■ Work item: Output all the data below verbatim.

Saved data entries

Segment Open

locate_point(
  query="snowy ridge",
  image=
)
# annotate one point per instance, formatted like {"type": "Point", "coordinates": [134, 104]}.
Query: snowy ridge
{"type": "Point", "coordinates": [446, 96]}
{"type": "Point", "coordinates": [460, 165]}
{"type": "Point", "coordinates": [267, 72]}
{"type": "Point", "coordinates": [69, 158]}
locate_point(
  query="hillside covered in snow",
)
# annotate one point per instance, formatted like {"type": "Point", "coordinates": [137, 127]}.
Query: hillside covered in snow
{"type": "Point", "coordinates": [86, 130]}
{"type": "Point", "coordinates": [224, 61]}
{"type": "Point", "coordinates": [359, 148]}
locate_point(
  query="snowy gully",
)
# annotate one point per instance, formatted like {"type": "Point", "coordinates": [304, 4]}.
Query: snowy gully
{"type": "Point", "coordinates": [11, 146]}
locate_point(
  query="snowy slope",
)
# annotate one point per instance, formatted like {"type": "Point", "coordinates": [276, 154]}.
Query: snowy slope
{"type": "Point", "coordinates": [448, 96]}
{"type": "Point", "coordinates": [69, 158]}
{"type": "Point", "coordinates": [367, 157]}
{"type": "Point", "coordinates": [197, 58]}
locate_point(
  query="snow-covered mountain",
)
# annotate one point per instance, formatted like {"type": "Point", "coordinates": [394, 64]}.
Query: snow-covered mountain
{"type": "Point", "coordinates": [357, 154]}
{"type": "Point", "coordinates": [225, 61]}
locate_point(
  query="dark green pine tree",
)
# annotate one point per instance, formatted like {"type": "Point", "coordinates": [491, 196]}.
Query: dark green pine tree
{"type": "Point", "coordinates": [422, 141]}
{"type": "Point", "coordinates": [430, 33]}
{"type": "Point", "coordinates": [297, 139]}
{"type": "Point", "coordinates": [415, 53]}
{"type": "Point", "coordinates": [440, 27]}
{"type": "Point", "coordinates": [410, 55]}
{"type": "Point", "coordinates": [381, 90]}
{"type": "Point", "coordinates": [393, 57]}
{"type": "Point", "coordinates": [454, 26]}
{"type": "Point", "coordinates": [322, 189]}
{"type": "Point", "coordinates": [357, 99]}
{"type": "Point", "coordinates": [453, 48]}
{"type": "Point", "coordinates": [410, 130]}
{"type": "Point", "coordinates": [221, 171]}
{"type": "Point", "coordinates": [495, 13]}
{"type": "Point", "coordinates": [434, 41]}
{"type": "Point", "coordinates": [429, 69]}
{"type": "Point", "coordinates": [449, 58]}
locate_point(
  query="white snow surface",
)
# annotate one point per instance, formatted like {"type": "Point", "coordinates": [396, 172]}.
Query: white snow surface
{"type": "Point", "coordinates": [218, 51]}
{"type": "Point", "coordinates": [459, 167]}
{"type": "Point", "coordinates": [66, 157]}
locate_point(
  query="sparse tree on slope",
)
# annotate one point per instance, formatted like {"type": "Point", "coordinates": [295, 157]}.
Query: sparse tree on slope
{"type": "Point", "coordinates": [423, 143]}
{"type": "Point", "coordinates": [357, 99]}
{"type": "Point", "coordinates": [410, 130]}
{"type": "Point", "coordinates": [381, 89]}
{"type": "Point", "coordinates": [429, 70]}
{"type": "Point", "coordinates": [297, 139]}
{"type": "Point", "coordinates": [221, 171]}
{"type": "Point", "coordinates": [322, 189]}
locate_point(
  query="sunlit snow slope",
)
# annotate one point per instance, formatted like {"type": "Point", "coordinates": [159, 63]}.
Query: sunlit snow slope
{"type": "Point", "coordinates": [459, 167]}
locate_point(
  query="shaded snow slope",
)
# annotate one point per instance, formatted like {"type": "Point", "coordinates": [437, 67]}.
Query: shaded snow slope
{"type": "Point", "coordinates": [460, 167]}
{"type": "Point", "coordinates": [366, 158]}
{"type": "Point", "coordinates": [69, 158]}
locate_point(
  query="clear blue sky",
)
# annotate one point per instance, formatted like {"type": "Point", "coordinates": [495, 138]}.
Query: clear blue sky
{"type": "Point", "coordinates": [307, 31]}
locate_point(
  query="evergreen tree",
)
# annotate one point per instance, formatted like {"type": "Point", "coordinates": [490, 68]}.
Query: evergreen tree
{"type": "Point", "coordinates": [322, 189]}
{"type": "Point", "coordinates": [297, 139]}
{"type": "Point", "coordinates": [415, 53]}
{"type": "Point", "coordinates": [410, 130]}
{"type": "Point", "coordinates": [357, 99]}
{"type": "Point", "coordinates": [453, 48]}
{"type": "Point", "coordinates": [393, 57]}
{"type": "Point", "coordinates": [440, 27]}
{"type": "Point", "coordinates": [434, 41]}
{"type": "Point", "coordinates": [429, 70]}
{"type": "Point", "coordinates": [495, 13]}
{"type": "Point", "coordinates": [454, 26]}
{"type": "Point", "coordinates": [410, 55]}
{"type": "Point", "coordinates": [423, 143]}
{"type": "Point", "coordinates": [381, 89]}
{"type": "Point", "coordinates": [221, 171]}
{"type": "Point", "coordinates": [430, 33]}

Segment Closed

■ Task response:
locate_point(
  query="snowy ridge",
  image=
)
# annotate one point per instance, formatted like {"type": "Point", "coordinates": [134, 104]}.
Query: snowy ridge
{"type": "Point", "coordinates": [446, 96]}
{"type": "Point", "coordinates": [460, 165]}
{"type": "Point", "coordinates": [267, 72]}
{"type": "Point", "coordinates": [69, 158]}
locate_point(
  query="hillside covered in snow",
)
# annotate one point per instance, formatted like {"type": "Point", "coordinates": [137, 127]}.
Query: hillside covered in snow
{"type": "Point", "coordinates": [86, 130]}
{"type": "Point", "coordinates": [224, 61]}
{"type": "Point", "coordinates": [359, 148]}
locate_point(
  query="snowy gully",
)
# annotate one point per instance, formatted like {"type": "Point", "coordinates": [304, 4]}.
Query: snowy gully
{"type": "Point", "coordinates": [11, 146]}
locate_point(
  query="snowy slope",
)
# annotate one point per instance, formatted like {"type": "Point", "coordinates": [276, 154]}.
Query: snowy slope
{"type": "Point", "coordinates": [448, 96]}
{"type": "Point", "coordinates": [69, 158]}
{"type": "Point", "coordinates": [367, 157]}
{"type": "Point", "coordinates": [197, 58]}
locate_point(
  query="snow-covered mountain",
)
# annotate one point per instance, formatted like {"type": "Point", "coordinates": [394, 64]}.
Query: snow-covered mountain
{"type": "Point", "coordinates": [357, 154]}
{"type": "Point", "coordinates": [225, 61]}
locate_point(
  query="dark green pine tree",
)
# annotate one point per instance, formatted like {"type": "Point", "coordinates": [491, 196]}.
Query: dark green pine tree
{"type": "Point", "coordinates": [422, 141]}
{"type": "Point", "coordinates": [430, 33]}
{"type": "Point", "coordinates": [297, 139]}
{"type": "Point", "coordinates": [415, 53]}
{"type": "Point", "coordinates": [440, 27]}
{"type": "Point", "coordinates": [410, 55]}
{"type": "Point", "coordinates": [381, 90]}
{"type": "Point", "coordinates": [393, 57]}
{"type": "Point", "coordinates": [454, 26]}
{"type": "Point", "coordinates": [322, 189]}
{"type": "Point", "coordinates": [357, 99]}
{"type": "Point", "coordinates": [453, 48]}
{"type": "Point", "coordinates": [410, 130]}
{"type": "Point", "coordinates": [221, 171]}
{"type": "Point", "coordinates": [495, 13]}
{"type": "Point", "coordinates": [434, 41]}
{"type": "Point", "coordinates": [429, 69]}
{"type": "Point", "coordinates": [449, 58]}
locate_point(
  query="white snow surface",
)
# annotate one point per instance, formatted like {"type": "Point", "coordinates": [396, 172]}.
Query: white snow surface
{"type": "Point", "coordinates": [218, 51]}
{"type": "Point", "coordinates": [459, 167]}
{"type": "Point", "coordinates": [66, 157]}
locate_point(
  query="sparse tree on slope",
)
# annotate one point per instance, formatted like {"type": "Point", "coordinates": [295, 157]}.
Query: sparse tree on slope
{"type": "Point", "coordinates": [423, 143]}
{"type": "Point", "coordinates": [357, 99]}
{"type": "Point", "coordinates": [410, 130]}
{"type": "Point", "coordinates": [381, 89]}
{"type": "Point", "coordinates": [429, 70]}
{"type": "Point", "coordinates": [297, 139]}
{"type": "Point", "coordinates": [221, 171]}
{"type": "Point", "coordinates": [322, 189]}
locate_point(
  query="sunlit snow slope",
)
# annotate one point per instance, formatted like {"type": "Point", "coordinates": [159, 63]}.
Query: sunlit snow slope
{"type": "Point", "coordinates": [459, 167]}
locate_point(
  query="shaded snow slope",
)
# annotate one point per instance, formatted like {"type": "Point", "coordinates": [437, 67]}.
Query: shaded snow slope
{"type": "Point", "coordinates": [460, 167]}
{"type": "Point", "coordinates": [366, 158]}
{"type": "Point", "coordinates": [69, 158]}
locate_point(
  query="clear blue sky",
)
# annotate one point per instance, formatted like {"type": "Point", "coordinates": [495, 138]}.
Query: clear blue sky
{"type": "Point", "coordinates": [307, 31]}
locate_point(
  query="evergreen tree",
)
# annotate one point per instance, formatted like {"type": "Point", "coordinates": [490, 68]}.
Query: evergreen tree
{"type": "Point", "coordinates": [322, 189]}
{"type": "Point", "coordinates": [297, 139]}
{"type": "Point", "coordinates": [415, 53]}
{"type": "Point", "coordinates": [410, 130]}
{"type": "Point", "coordinates": [357, 99]}
{"type": "Point", "coordinates": [453, 48]}
{"type": "Point", "coordinates": [393, 57]}
{"type": "Point", "coordinates": [440, 27]}
{"type": "Point", "coordinates": [434, 41]}
{"type": "Point", "coordinates": [429, 70]}
{"type": "Point", "coordinates": [495, 13]}
{"type": "Point", "coordinates": [454, 26]}
{"type": "Point", "coordinates": [410, 55]}
{"type": "Point", "coordinates": [423, 143]}
{"type": "Point", "coordinates": [381, 89]}
{"type": "Point", "coordinates": [221, 171]}
{"type": "Point", "coordinates": [430, 33]}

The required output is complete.